▶ **Text extract**:
------------------------------------------------------------

The approved sub list creates a different kind of relationship with your subs. When a sub knows they're your primary — that you call them first, that you prioritize their schedule, that you give them consistent work — they prioritize you back. That's not favoritism. It's a business relationship with mutual benefit. A sub who gets 70% of your volume in their trade has a financial reason to make your schedule work. A sub who gets 15% of your volume in their trade has no incentive to move you up the priority list.
Build the approved list first. Then work to maintain it — remove subs who underperform, add new subs who pass the vetting process, review performance annually. The list is a living document, not a one-time project.
The Pre-Qualification Threshold
Set a minimum score for your approved list using a simple scorecard: licensing and insurance (verified), reference quality (3 recent GCs who'd use you again), documentation capability (can they receive and execute a written scope?), financial stability (can they float 14 days of materials without cash flow pressure?). Score each on 1-5, set a minimum threshold (say, 16 out of 20), and use it consistently. Subs who fall below the threshold stay on the unvetted list. Subs who meet it move up.
The Systematic Vetting Process: Checking References and Insurance the Right Way
Most builders vet subs informally: they call one reference, maybe two, and make a judgment call. The informal approach misses the information that actually predicts reliability. Here's the vetting process that works.

------------------------------------------------------------

▶ **Stored data**:
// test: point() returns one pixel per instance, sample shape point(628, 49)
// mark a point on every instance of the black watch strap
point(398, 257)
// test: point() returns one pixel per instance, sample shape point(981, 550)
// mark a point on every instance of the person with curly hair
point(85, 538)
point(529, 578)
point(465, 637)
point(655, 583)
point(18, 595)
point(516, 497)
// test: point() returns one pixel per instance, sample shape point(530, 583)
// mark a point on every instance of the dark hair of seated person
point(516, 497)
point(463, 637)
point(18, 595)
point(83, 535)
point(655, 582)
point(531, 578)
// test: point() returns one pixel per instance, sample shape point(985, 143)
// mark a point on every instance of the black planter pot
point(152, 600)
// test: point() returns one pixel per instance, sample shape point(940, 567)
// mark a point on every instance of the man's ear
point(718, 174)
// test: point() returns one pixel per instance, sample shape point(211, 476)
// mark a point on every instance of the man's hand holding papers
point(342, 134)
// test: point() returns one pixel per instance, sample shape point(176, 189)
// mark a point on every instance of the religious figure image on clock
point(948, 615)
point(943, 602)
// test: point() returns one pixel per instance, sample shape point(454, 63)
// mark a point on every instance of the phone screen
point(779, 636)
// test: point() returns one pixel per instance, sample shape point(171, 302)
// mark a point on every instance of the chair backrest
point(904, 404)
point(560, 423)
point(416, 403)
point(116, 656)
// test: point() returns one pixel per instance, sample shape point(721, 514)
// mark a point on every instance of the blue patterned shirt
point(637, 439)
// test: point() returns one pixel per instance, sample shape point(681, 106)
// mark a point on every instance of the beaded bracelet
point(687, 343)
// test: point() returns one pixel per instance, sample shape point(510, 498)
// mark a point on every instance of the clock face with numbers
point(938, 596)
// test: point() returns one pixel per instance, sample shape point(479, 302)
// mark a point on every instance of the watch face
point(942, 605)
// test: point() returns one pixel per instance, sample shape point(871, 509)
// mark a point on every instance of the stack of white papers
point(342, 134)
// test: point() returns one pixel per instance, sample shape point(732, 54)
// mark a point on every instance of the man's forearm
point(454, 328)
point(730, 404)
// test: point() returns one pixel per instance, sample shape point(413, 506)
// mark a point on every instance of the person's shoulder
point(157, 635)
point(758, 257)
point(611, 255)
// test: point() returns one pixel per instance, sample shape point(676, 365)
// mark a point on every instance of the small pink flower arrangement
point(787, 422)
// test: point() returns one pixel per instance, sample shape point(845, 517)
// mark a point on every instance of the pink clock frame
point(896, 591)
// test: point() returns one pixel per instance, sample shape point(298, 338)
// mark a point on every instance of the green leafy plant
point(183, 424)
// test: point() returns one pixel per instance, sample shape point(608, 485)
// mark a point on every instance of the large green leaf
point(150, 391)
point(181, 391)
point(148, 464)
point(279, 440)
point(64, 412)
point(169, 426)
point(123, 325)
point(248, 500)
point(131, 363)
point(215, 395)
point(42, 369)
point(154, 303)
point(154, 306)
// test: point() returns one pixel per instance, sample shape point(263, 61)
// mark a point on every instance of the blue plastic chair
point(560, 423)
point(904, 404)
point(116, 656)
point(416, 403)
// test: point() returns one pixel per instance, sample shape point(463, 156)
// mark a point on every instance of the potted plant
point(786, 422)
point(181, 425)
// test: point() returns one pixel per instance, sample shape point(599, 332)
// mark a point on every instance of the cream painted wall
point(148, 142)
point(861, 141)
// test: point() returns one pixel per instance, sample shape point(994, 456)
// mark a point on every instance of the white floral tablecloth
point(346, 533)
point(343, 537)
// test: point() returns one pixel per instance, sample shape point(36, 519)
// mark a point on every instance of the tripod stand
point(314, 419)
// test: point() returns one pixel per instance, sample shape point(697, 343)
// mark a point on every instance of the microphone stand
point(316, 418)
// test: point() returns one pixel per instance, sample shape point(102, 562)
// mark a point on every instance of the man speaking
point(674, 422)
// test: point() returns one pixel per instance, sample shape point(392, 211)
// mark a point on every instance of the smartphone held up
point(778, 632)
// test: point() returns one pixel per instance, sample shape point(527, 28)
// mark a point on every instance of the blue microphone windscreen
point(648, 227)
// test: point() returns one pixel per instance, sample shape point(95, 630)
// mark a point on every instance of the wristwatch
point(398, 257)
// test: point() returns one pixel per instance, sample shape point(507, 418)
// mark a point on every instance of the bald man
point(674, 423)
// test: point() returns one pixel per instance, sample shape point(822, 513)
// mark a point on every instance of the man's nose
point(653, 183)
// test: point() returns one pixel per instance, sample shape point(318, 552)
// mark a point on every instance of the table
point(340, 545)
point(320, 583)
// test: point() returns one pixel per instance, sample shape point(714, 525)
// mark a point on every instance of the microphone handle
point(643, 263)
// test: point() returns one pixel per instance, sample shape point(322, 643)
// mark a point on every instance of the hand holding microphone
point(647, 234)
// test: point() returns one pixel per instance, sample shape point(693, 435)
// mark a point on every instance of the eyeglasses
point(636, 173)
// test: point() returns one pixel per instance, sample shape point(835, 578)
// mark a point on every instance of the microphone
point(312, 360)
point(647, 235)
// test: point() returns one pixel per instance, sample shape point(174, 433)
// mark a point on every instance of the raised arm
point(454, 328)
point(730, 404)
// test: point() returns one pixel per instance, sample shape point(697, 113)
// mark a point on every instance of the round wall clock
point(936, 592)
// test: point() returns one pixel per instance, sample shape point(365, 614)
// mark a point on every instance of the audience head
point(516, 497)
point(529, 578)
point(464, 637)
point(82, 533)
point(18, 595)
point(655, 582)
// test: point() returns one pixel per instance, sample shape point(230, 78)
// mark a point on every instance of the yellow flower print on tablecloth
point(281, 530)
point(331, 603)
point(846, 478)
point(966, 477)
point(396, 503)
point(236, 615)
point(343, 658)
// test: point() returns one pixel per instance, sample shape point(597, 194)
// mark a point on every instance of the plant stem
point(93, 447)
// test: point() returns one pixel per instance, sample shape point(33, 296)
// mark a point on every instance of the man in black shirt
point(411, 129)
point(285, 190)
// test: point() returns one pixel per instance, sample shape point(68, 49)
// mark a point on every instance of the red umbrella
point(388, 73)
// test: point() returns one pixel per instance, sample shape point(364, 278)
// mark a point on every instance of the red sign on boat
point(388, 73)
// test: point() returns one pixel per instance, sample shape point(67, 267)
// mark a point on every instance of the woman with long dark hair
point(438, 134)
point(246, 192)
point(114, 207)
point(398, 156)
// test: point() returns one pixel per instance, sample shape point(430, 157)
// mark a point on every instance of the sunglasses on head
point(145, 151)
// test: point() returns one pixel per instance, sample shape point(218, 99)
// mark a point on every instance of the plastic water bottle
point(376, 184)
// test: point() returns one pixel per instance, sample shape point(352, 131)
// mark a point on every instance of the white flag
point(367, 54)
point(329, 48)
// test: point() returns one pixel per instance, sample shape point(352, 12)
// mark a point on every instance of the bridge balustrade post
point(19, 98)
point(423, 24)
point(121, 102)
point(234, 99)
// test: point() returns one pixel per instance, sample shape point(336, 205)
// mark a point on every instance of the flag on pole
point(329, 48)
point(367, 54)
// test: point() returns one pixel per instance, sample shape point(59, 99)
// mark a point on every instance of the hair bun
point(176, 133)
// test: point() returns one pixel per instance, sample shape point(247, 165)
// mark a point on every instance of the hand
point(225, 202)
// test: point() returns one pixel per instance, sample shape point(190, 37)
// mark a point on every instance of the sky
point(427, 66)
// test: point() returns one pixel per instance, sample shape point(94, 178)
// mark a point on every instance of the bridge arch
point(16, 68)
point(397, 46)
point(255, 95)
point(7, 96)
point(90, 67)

------------------------------------------------------------

▶ **Stated goal 1**:
In the passage on approved sub lists, what example minimum score does the scorecard use as a threshold?
▶ **Stated goal 2**:
Write out the stretch of the passage on approved sub lists from "Build the approved" through "it move up.".

▶ **Correct response 1**:
16 out of 20.

▶ **Correct response 2**:
Build the approved list first. Then work to maintain it — remove subs who underperform, add new subs who pass the vetting process, review performance annually. The list is a living document, not a one-time project.
The Pre-Qualification Threshold
Set a minimum score for your approved list using a simple scorecard: licensing and insurance (verified), reference quality (3 recent GCs who'd use you again), documentation capability (can they receive and execute a written scope?), financial stability (can they float 14 days of materials without cash flow pressure?). Score each on 1-5, set a minimum threshold (say, 16 out of 20), and use it consistently. Subs who fall below the threshold stay on the unvetted list. Subs who meet it move up.